과제 지시: "Practice step: label each instance of the car side" 문구가 든 줄에서 시작해 자료의 마지막 줄에서 끝나는 부분을 다시 쓰세요. 그 안의 "Practice step" 문구만 "Training step" 문구로 바꾸고 나머지는 모두 그대로 두세요.

데이터셋 항목
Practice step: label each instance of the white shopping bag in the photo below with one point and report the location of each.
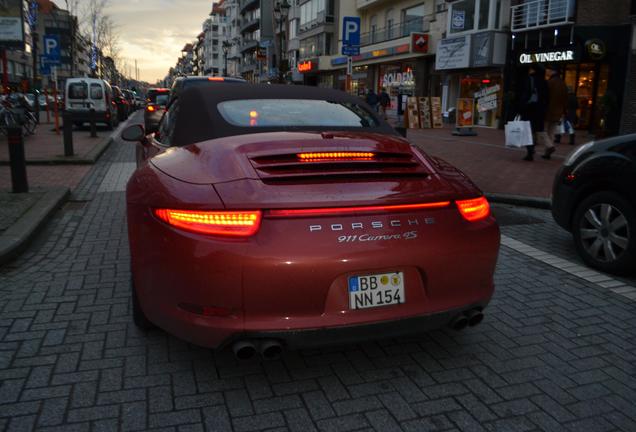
(518, 133)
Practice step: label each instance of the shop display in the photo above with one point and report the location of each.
(412, 118)
(425, 112)
(436, 112)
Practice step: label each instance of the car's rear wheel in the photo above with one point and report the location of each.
(139, 317)
(604, 230)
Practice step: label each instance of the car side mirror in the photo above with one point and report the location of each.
(134, 133)
(401, 130)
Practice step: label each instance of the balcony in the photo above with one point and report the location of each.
(396, 31)
(536, 14)
(246, 5)
(250, 25)
(249, 44)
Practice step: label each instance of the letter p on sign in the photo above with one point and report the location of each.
(351, 31)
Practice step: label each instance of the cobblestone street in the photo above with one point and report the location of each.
(556, 350)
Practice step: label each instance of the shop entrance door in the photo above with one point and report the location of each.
(589, 81)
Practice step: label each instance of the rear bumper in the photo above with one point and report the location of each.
(316, 337)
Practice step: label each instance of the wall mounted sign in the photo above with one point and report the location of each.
(547, 57)
(458, 20)
(398, 79)
(394, 50)
(419, 43)
(306, 66)
(453, 53)
(595, 49)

응답:
Training step: label each instance of the car side mirror in the photo above with one point and report the location of each.
(134, 133)
(401, 130)
Training step: label each instance of the balcony in the photo above with one point and report the location of each.
(396, 31)
(536, 14)
(246, 5)
(250, 25)
(249, 44)
Training step: label each instance of the letter p on sign in the photo above with one point and report the location of each.
(351, 31)
Training step: label each instance of the cobblestone street in the photo above with one point and report the location of each.
(556, 350)
Training step: label each instance of the shop entrance door in the photo above with one point and report the location of each.
(589, 81)
Training step: label each instance of the rear bumper in the photo above with one point and report the location of each.
(316, 337)
Training step: label each instance of the wall mounted sign in the photo above with one point and report the location of each.
(547, 57)
(458, 20)
(398, 79)
(394, 50)
(419, 43)
(306, 66)
(453, 53)
(595, 49)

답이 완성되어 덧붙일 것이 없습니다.